* **Directions for this task**:
Could you repeat, word for word, the lines from the one containing "handle in this photo." through the last line below, both included, and leave the pictures out of your answer?

* **Supplied entries**:
════════════════

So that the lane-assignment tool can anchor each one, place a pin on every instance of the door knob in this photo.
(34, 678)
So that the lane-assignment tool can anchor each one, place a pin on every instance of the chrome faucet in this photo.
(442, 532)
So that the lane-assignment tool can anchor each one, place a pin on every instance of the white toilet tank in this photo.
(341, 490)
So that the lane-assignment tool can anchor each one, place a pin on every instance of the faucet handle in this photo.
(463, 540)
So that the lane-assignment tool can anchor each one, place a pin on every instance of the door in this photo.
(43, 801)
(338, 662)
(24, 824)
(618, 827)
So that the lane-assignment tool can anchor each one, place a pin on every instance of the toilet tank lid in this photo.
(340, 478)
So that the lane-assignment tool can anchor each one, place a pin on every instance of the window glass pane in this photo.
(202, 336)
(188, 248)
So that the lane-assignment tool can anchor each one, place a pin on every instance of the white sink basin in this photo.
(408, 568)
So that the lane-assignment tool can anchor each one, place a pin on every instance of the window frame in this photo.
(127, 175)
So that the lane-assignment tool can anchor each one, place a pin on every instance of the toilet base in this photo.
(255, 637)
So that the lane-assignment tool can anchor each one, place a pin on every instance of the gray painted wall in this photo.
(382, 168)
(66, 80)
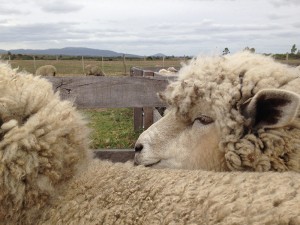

════════════════

* **Result below**:
So that the lane-assignment tool can anchor each one, place a pin on every instance of the faucet handle in this photo.
(463, 540)
So that the lane-assignment tool can anchor each one, place a pin on every instance of the door in this photo.
(43, 801)
(338, 662)
(24, 824)
(618, 827)
So that the lane-assignment tool can anchor each one, place a pin on every instance of the toilet tank lid in this photo.
(340, 478)
So that the lane-assignment tool can anchor each one, place a pin on every instance of the window glass pane in this photo.
(202, 336)
(188, 248)
So that the lane-assignment tool can anchor each one, place a pin on every instance of the white sink basin in this photo.
(408, 568)
So that the lane-assignment tool can anchor each one, place a pin on every instance of the window frame in this photo.
(127, 175)
So that the lane-assignment tool can anchor each one, place a pin on every instance of the toilet base in this photo.
(255, 637)
So that the lane-assignment tool can anchor each one, place a pin on every instance of the gray painted wall in this photo.
(382, 168)
(66, 80)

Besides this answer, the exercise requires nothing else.